Exercise tasks:
1 – Quote the passage on kidney disease and heart disease word for word, between "CKD = chronic" and "dyspnoea and fatigue.", inclusive.
2 – Extend the passage on kidney disease and heart disease, picking up after its final sentence.

Selected extract:

CKD = chronic kidney disease; GP = general population. Source: Turakhia et al. 2019.[41] Reproduced with permission from Oxford University Press.
Valvular Heart Disease
VHD is common in CKD and is associated with significantly reduced survival with 5-year mortality with at least mild aortic stenosis (AS) or mitral regurgitation (MR) being >50% greater than people without CKD.[46] The primary pathophysiological mechanism is valvular calcification, which is more prevalent than in the general population, worsens with declining renal function and is independently associated with adverse cardiovascular outcomes.[47–49] Clinical presentation of VHD can often be mistaken for CKD as symptoms also include dyspnoea and fatigue.
Calcimimetic drugs have been considered for VHD prevention in CKD, but this requires further study. Valvular regurgitation in these patients is often functional and potentially reversible with adjustment of volume status using dialysis. Strict volume status control may prevent the progression of VHD, but no medical intervention has shown benefit.[49]
Surgical and transcutaneous atrial valve replacement are commonly performed in these patients. These procedures carry similar risks and benefits compared to the general population in CKD stages 1–3. While this improves symptoms throughout CKD, rates of complications, progression to dialysis and mortality risk increase unacceptably with worsening eGFR.[50,51]
Percutaneous mitral valve replacement with MitraClip is also commonly performed, improving cardiac function, symptoms and renal function in CKD patients regardless of eGFR at baseline. However, these patients face worse outcomes with higher rates of hospitalisation and mortality. Careful patient selection for these interventions is therefore essential. Additionally, consideration of patients' individual treatment goals, such as symptomatic relief versus life-prolonging treatment, are pivotal to informing risk-benefit analyses and patient-centred shared decision-making.[49]
The Multidisciplinary Approach
The complex bidirectional relationship between CVD and CKD, combined with common multimorbidity and limitations of standardised risk scores, benefit from corroboration between specialists. A multidisciplinary team approach including cardiologist, nephrologists and allied healthcare professionals improves management and patient-centred HF care through joint clinics (Figure 3).[52]
Figure 3: The Delivery and Benefits of the Multidisciplinary Clinic for CKD Patients with HF.

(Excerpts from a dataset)

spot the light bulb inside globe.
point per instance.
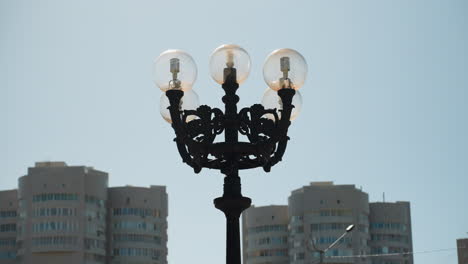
(189, 101)
(285, 68)
(175, 69)
(272, 100)
(224, 59)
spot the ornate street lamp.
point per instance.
(264, 125)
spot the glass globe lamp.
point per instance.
(285, 68)
(229, 56)
(272, 100)
(174, 69)
(189, 101)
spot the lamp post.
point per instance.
(323, 251)
(264, 125)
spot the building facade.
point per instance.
(8, 228)
(138, 225)
(65, 214)
(265, 235)
(390, 230)
(318, 214)
(462, 248)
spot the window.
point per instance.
(7, 214)
(55, 197)
(7, 227)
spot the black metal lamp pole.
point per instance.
(195, 133)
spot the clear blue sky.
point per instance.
(384, 104)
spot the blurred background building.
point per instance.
(317, 215)
(67, 214)
(462, 247)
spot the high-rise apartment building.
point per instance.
(138, 225)
(390, 230)
(265, 238)
(462, 248)
(318, 214)
(67, 214)
(8, 220)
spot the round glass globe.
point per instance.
(229, 55)
(272, 100)
(276, 67)
(188, 102)
(174, 69)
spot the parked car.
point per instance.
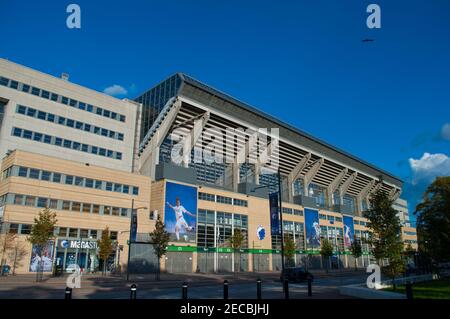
(297, 274)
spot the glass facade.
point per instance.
(154, 100)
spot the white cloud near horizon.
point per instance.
(429, 167)
(115, 90)
(445, 131)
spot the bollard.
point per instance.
(409, 293)
(133, 291)
(184, 291)
(225, 289)
(309, 287)
(68, 293)
(258, 288)
(286, 289)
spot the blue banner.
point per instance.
(180, 212)
(349, 231)
(312, 228)
(274, 214)
(133, 225)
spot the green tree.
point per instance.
(236, 242)
(385, 237)
(41, 233)
(160, 239)
(105, 248)
(356, 251)
(289, 251)
(7, 241)
(433, 221)
(326, 250)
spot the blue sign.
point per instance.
(349, 231)
(312, 228)
(261, 232)
(274, 214)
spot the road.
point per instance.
(199, 288)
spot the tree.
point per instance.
(41, 233)
(289, 250)
(6, 244)
(326, 250)
(236, 242)
(160, 239)
(16, 254)
(433, 221)
(385, 237)
(105, 248)
(356, 251)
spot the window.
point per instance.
(69, 179)
(30, 201)
(66, 205)
(118, 188)
(76, 206)
(98, 184)
(223, 199)
(79, 181)
(42, 202)
(89, 183)
(23, 171)
(18, 199)
(34, 173)
(53, 204)
(14, 228)
(31, 112)
(50, 117)
(86, 208)
(115, 211)
(56, 178)
(45, 94)
(17, 132)
(21, 109)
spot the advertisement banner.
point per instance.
(133, 225)
(180, 213)
(42, 257)
(349, 231)
(274, 214)
(312, 228)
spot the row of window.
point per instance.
(58, 141)
(59, 204)
(50, 117)
(222, 199)
(61, 99)
(54, 177)
(25, 229)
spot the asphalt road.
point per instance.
(323, 288)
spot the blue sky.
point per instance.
(387, 101)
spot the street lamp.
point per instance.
(281, 216)
(129, 240)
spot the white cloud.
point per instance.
(445, 132)
(430, 166)
(115, 90)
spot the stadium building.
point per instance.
(202, 161)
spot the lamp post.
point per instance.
(281, 217)
(131, 227)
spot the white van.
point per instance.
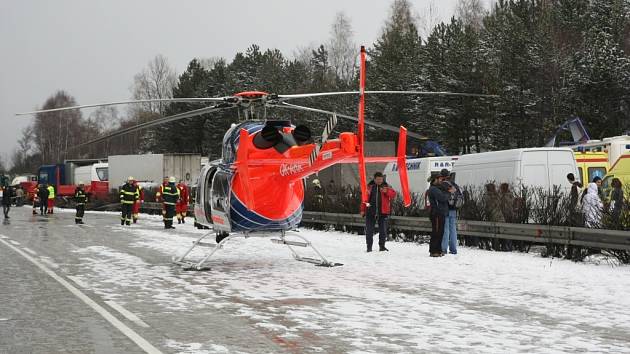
(532, 167)
(418, 171)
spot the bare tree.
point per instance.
(56, 132)
(342, 51)
(428, 20)
(471, 13)
(155, 81)
(24, 152)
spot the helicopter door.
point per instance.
(220, 201)
(203, 196)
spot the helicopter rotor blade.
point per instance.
(282, 98)
(187, 100)
(354, 119)
(176, 117)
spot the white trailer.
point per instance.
(418, 172)
(150, 169)
(530, 167)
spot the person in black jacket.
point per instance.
(80, 197)
(170, 197)
(438, 199)
(7, 194)
(128, 197)
(42, 197)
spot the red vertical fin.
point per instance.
(362, 172)
(242, 168)
(402, 165)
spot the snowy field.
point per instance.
(397, 301)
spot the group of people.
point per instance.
(589, 204)
(44, 197)
(174, 199)
(445, 198)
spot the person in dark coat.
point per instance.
(438, 200)
(377, 210)
(80, 197)
(128, 197)
(7, 194)
(616, 201)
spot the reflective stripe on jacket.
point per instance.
(128, 194)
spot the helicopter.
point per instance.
(257, 188)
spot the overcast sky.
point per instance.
(92, 49)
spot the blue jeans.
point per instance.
(449, 240)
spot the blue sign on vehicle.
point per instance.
(410, 166)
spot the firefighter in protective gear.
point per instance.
(128, 197)
(170, 197)
(36, 200)
(136, 206)
(51, 198)
(80, 197)
(158, 195)
(182, 206)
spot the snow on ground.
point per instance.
(397, 301)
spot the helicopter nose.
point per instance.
(302, 134)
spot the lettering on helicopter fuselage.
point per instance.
(287, 169)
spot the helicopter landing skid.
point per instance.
(199, 266)
(322, 261)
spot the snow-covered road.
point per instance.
(397, 301)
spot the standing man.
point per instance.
(182, 205)
(438, 199)
(159, 196)
(449, 239)
(51, 198)
(376, 210)
(170, 197)
(128, 196)
(136, 206)
(42, 196)
(7, 194)
(80, 197)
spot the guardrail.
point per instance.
(560, 235)
(541, 234)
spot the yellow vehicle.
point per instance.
(620, 169)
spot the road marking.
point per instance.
(130, 333)
(128, 314)
(78, 281)
(30, 251)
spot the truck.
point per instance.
(65, 177)
(150, 169)
(418, 172)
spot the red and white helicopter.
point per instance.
(257, 188)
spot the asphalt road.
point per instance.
(46, 308)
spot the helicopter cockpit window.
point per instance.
(220, 192)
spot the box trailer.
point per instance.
(152, 168)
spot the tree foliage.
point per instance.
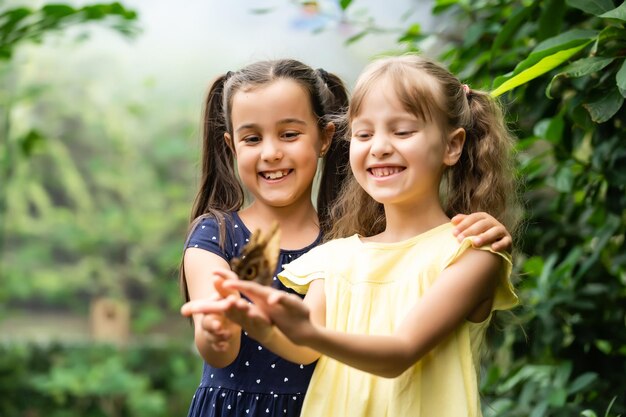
(560, 68)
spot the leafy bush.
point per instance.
(96, 380)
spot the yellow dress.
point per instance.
(370, 287)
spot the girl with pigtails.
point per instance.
(271, 123)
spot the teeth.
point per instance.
(273, 175)
(385, 171)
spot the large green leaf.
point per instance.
(566, 41)
(579, 68)
(544, 65)
(605, 108)
(596, 7)
(620, 79)
(518, 17)
(618, 13)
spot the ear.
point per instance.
(327, 138)
(456, 140)
(229, 142)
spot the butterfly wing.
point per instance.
(259, 257)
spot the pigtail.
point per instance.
(335, 165)
(484, 177)
(219, 190)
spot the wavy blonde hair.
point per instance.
(484, 177)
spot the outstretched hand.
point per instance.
(287, 311)
(234, 308)
(217, 328)
(484, 230)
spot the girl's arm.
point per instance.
(254, 319)
(485, 229)
(463, 291)
(217, 339)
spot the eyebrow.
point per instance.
(281, 122)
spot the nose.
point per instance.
(271, 150)
(380, 145)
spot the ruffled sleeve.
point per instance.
(313, 265)
(505, 297)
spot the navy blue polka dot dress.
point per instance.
(258, 382)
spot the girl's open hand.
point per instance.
(484, 229)
(287, 311)
(233, 308)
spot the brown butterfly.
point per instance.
(259, 256)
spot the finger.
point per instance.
(489, 236)
(256, 292)
(205, 306)
(225, 273)
(478, 228)
(468, 220)
(458, 218)
(224, 292)
(503, 245)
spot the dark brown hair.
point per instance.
(220, 191)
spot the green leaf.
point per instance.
(356, 37)
(510, 27)
(582, 382)
(579, 68)
(551, 19)
(344, 4)
(595, 7)
(544, 65)
(620, 79)
(618, 13)
(564, 41)
(605, 108)
(262, 10)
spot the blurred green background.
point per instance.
(100, 108)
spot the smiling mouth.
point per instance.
(381, 172)
(275, 175)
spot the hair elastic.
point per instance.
(323, 75)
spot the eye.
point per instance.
(362, 135)
(291, 135)
(251, 139)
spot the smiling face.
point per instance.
(277, 142)
(397, 157)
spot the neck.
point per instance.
(298, 223)
(404, 222)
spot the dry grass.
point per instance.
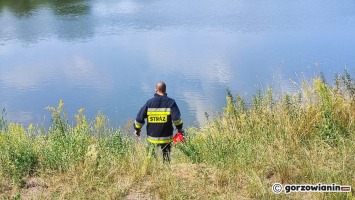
(306, 137)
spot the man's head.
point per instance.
(160, 88)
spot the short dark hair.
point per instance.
(160, 86)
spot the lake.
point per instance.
(106, 55)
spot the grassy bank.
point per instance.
(301, 137)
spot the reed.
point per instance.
(291, 138)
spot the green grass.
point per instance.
(304, 137)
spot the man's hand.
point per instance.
(137, 133)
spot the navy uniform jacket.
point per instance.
(161, 113)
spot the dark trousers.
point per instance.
(166, 149)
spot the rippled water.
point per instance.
(106, 55)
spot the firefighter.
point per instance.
(161, 113)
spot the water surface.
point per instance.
(106, 55)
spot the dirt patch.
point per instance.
(34, 188)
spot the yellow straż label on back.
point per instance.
(157, 118)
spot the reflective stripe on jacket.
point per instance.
(161, 113)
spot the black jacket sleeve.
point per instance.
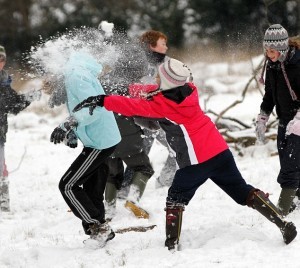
(267, 104)
(11, 101)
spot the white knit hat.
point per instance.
(276, 37)
(2, 52)
(173, 73)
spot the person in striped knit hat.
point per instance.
(177, 100)
(282, 92)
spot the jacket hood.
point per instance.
(82, 60)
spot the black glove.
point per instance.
(58, 135)
(71, 139)
(60, 132)
(91, 102)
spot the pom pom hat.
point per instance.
(173, 73)
(2, 53)
(276, 37)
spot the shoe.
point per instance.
(289, 232)
(136, 210)
(100, 234)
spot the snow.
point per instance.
(216, 232)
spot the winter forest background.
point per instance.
(221, 42)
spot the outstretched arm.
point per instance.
(123, 105)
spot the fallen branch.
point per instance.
(135, 229)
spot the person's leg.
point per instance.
(185, 183)
(4, 183)
(79, 172)
(167, 173)
(114, 180)
(142, 171)
(289, 175)
(229, 179)
(95, 186)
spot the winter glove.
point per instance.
(6, 82)
(147, 123)
(71, 139)
(261, 126)
(91, 102)
(34, 95)
(60, 132)
(293, 126)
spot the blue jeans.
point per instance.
(221, 169)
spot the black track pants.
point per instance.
(83, 184)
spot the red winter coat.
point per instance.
(201, 135)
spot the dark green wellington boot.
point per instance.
(138, 185)
(173, 225)
(110, 198)
(259, 201)
(285, 201)
(110, 193)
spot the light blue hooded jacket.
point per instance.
(100, 130)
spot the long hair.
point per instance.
(294, 41)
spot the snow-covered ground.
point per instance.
(40, 232)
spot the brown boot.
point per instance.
(285, 201)
(259, 201)
(173, 224)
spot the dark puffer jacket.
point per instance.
(10, 102)
(276, 90)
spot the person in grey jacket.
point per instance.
(10, 103)
(83, 184)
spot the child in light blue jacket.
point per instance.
(83, 184)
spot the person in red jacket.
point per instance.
(210, 157)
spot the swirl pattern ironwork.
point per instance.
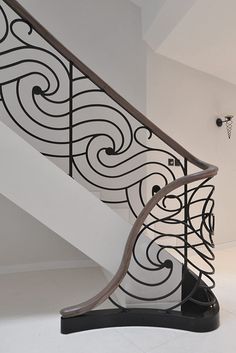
(72, 121)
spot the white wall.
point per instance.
(105, 35)
(185, 103)
(36, 185)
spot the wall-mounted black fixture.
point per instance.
(228, 120)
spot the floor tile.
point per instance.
(146, 338)
(218, 341)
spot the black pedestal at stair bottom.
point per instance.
(187, 319)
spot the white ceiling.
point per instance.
(197, 33)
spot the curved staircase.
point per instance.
(160, 265)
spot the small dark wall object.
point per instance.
(228, 123)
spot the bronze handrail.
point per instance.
(208, 170)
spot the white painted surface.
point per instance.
(205, 39)
(198, 33)
(105, 35)
(26, 244)
(185, 103)
(37, 330)
(161, 17)
(44, 191)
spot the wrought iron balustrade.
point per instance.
(74, 118)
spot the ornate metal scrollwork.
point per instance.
(72, 121)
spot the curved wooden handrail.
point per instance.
(106, 292)
(103, 85)
(208, 170)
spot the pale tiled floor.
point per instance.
(38, 332)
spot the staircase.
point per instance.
(67, 139)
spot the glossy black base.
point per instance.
(186, 319)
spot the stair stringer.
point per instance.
(43, 190)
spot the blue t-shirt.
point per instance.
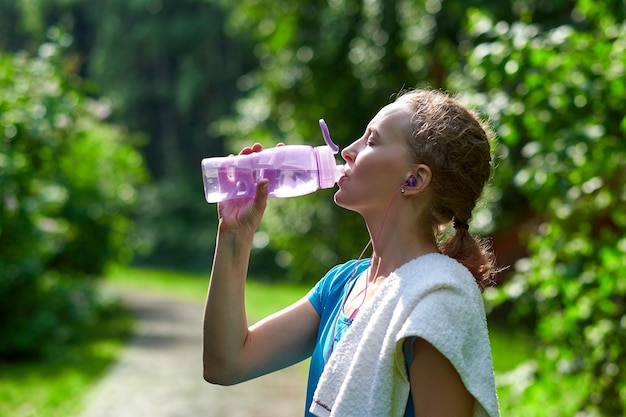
(327, 298)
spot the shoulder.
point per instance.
(333, 284)
(436, 272)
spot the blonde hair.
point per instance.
(453, 141)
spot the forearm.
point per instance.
(225, 327)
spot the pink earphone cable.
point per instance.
(350, 281)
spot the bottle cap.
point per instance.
(327, 139)
(329, 171)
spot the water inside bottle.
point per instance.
(232, 182)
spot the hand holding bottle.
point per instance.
(245, 214)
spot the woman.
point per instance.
(404, 332)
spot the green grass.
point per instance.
(262, 298)
(57, 387)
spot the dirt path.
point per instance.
(159, 373)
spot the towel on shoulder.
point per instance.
(433, 297)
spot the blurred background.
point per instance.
(107, 108)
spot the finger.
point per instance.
(262, 192)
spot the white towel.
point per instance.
(433, 297)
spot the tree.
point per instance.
(67, 190)
(556, 96)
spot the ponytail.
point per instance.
(475, 254)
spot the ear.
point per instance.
(422, 174)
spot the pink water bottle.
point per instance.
(292, 170)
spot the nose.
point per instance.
(349, 153)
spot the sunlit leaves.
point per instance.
(557, 97)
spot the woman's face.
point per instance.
(377, 164)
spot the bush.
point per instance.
(67, 190)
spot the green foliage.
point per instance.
(58, 385)
(67, 189)
(557, 98)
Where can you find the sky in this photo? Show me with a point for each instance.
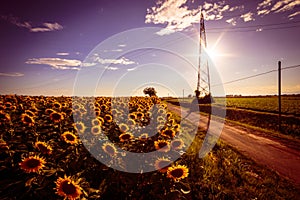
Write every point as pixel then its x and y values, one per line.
pixel 117 48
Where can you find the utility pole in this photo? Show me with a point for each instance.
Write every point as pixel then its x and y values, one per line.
pixel 279 96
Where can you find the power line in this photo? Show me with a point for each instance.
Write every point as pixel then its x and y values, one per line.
pixel 256 75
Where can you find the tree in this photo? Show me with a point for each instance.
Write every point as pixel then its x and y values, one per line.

Answers for each item:
1 –
CKD = chronic kidney disease; GP = general population. Source: Turakhia et al. 2019.[41] Reproduced with permission from Oxford University Press.
Valvular Heart Disease
VHD is common in CKD and is associated with significantly reduced survival with 5-year mortality with at least mild aortic stenosis (AS) or mitral regurgitation (MR) being >50% greater than people without CKD.[46] The primary pathophysiological mechanism is valvular calcification, which is more prevalent than in the general population, worsens with declining renal function and is independently associated with adverse cardiovascular outcomes.[47–49] Clinical presentation of VHD can often be mistaken for CKD as symptoms also include dyspnoea and fatigue.

2 –
ACEi = angiotensin converting enzyme inhibitor; CRT = cardiac resynchronisation therapy; MRA = mineralocorticoid receptor antagonist; SLT2i = sodium–glucose cotransporter 2 inhibitor. Source: Banerjee and Wang. 2021.[52] Reproduced with permission from Oxford University Press.
Conclusion
CVD is very common in CKD and vice versa. The presence of each condition promotes incidence and progression of the other. Despite the high prevalence, morbidity and mortality of these comorbid conditions, there are significant limitations to our current knowledge and management of this vulnerable group. CKD patients are grossly underrepresented in CVD research, limiting generalisability of available data. Standardised risk scores that are often used to guide investigations and management in CVD are likely to underestimate risk in CKD. Moreover, investigations have poorer sensitivity and specificity and may come with unacceptable adverse effects.
Drug management is complex due to limited evidence, dose adjustments due to renal function and adverse effects. As such, these patients are less likely to receive guideline-recommended management. Interventions are largely safe and effective in CKD stages 1–3, but there is insufficient evidence to support their use in later-stage kidney disease. If interventions are used in CKD stages 4–5, they are more strongly associated with adverse effects and complications.
As CKD progresses and the incidence of CVD rises, we have less knowledge and fewer management options. The complexity of these comorbid conditions necessitates a multidisciplinary approach to improve patient-centred care.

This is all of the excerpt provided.